**GOAL:**
Starting at the line that contains "--target wood grain" and ending with the last line of the rows, give each line as an item in a numbered list, with blank lines left out.

**MATERIAL PROVIDED:**
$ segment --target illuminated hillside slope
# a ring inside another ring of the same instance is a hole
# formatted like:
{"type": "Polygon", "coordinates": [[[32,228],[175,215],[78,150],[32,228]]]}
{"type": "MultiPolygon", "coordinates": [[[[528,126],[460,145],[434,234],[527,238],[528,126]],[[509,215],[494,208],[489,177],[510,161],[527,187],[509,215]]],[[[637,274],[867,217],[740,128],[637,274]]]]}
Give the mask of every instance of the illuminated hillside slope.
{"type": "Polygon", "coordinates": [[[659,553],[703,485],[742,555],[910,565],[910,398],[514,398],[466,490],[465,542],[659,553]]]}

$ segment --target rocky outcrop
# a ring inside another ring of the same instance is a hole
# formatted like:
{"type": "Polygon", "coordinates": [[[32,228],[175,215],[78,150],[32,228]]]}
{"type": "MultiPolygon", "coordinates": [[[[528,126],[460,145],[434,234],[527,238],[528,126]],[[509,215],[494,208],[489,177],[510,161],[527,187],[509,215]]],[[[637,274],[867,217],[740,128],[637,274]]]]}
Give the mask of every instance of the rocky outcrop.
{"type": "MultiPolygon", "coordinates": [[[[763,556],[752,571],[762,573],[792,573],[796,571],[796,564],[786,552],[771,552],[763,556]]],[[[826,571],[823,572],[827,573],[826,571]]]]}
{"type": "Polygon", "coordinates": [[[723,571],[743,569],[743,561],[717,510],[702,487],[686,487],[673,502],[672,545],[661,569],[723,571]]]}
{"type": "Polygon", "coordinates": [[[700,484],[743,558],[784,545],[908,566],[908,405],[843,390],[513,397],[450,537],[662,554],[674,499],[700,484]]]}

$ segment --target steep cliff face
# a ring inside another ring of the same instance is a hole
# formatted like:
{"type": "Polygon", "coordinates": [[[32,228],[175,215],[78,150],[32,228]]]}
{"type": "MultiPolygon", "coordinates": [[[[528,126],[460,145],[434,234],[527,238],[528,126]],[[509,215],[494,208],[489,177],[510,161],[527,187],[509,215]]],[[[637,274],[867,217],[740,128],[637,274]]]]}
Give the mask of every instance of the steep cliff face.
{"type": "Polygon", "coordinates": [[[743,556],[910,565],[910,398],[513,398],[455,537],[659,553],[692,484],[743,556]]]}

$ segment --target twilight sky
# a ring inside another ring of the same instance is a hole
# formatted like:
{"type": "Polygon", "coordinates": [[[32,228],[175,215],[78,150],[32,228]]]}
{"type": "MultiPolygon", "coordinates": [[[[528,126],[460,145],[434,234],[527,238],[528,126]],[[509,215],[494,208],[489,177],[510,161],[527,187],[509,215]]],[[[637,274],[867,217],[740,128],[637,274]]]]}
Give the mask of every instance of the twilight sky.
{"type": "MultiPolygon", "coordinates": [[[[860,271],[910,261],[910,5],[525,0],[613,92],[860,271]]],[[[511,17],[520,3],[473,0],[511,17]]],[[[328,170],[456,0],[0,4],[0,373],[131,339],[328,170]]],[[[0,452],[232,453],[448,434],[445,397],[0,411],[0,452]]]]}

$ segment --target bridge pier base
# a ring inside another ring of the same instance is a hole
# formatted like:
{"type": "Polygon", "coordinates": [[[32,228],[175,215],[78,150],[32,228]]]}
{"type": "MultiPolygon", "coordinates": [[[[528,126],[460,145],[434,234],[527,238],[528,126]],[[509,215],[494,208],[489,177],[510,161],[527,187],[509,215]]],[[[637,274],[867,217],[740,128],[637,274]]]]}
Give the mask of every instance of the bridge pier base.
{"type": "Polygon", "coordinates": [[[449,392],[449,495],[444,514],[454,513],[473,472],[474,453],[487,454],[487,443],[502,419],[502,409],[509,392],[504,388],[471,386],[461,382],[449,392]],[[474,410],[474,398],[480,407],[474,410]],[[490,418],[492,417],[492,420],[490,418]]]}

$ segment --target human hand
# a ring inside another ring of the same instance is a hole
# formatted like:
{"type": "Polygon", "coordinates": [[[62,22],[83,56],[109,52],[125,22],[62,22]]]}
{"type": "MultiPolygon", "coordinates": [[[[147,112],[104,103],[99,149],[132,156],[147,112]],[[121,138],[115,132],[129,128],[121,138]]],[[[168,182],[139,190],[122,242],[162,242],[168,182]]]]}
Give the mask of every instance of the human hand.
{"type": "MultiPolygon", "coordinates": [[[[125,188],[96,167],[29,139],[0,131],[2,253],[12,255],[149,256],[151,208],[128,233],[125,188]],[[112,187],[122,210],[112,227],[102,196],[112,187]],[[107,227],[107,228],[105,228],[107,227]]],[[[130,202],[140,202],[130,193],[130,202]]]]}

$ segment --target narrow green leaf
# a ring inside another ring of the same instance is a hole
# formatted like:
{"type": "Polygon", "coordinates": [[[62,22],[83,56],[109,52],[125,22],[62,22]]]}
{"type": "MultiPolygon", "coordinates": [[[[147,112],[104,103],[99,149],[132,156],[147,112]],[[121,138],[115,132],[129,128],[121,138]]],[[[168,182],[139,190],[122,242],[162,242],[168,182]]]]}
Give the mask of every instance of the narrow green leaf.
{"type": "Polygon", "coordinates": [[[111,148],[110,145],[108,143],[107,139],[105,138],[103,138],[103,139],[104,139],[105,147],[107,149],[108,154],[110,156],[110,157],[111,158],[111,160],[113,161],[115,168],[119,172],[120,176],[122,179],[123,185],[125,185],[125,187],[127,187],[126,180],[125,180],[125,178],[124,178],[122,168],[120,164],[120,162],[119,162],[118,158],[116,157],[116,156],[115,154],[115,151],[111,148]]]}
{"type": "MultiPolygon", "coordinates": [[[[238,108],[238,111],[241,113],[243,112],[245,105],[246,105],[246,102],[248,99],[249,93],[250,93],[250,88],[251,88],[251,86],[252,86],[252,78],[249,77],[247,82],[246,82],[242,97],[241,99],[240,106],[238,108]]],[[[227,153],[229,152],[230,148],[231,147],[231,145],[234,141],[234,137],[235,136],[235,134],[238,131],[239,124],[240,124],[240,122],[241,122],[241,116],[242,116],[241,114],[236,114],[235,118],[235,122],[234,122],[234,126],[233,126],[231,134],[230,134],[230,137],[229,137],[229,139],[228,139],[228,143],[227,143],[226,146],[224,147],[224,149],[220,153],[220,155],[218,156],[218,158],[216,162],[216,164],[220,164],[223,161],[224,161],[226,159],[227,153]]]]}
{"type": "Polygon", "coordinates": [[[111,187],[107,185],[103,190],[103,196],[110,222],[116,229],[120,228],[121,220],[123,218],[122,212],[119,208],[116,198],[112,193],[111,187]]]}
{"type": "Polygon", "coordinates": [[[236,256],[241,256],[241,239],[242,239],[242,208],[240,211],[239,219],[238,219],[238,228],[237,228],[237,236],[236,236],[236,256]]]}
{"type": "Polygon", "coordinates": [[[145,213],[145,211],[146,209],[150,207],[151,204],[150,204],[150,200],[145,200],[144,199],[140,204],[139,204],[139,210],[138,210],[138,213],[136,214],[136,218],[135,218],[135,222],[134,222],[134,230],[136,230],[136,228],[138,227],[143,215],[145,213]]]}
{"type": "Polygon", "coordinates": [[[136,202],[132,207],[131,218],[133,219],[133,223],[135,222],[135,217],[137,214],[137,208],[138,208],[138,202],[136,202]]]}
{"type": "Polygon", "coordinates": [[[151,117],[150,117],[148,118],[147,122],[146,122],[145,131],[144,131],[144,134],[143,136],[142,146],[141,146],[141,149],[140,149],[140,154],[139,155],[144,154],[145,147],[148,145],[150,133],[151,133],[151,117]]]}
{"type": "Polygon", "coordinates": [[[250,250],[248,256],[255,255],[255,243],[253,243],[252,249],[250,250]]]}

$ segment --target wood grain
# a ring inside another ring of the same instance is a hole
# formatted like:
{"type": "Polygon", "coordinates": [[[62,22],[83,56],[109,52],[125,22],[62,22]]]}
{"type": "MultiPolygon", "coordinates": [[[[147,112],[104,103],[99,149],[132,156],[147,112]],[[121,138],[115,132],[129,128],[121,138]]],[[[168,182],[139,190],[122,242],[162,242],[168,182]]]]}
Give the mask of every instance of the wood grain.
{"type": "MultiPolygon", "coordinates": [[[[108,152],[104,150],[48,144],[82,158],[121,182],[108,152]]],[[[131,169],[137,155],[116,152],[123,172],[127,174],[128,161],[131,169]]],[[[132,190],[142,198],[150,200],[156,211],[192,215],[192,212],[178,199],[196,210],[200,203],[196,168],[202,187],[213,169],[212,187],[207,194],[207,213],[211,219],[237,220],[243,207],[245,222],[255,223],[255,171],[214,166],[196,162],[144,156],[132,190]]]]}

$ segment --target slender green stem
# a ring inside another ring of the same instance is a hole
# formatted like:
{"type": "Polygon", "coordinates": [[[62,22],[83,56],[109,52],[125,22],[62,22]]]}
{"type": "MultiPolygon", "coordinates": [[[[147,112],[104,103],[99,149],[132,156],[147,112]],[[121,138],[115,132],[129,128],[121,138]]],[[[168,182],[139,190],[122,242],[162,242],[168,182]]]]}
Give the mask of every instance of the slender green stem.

**EXPECTED ANSWER:**
1. $ segment --target wood grain
2. # a ring inside another ring of the same instance is a hole
3. # formatted like:
4. {"type": "Polygon", "coordinates": [[[62,22],[83,56],[109,52],[125,22],[62,22]]]}
5. {"type": "MultiPolygon", "coordinates": [[[[147,112],[104,103],[99,149],[132,156],[147,112]],[[121,138],[115,132],[129,128],[121,138]]],[[[168,182],[139,190],[122,242],[162,242],[168,182]]]]}
6. Give the mask of every instance of the wood grain.
7. {"type": "MultiPolygon", "coordinates": [[[[108,152],[104,150],[48,144],[82,158],[121,182],[108,152]]],[[[131,169],[137,155],[116,152],[123,172],[127,174],[128,161],[131,169]]],[[[132,190],[142,198],[150,200],[156,211],[192,215],[192,212],[178,199],[196,210],[200,203],[196,168],[202,187],[213,169],[212,187],[207,194],[207,213],[211,219],[237,220],[243,207],[245,222],[255,223],[255,171],[214,166],[196,162],[144,156],[132,190]]]]}
8. $ segment --target slender green stem
9. # a ring inside another ring of the same instance is a hole
10. # formatted like:
11. {"type": "Polygon", "coordinates": [[[62,22],[83,56],[109,52],[125,22],[62,22]]]}
12. {"type": "MultiPolygon", "coordinates": [[[[147,112],[104,103],[99,149],[132,156],[147,112]],[[121,138],[115,132],[129,128],[121,138]]],[[[168,182],[139,190],[122,242],[162,242],[168,182]]]]}
13. Give the mask of every instance of the slender green stem.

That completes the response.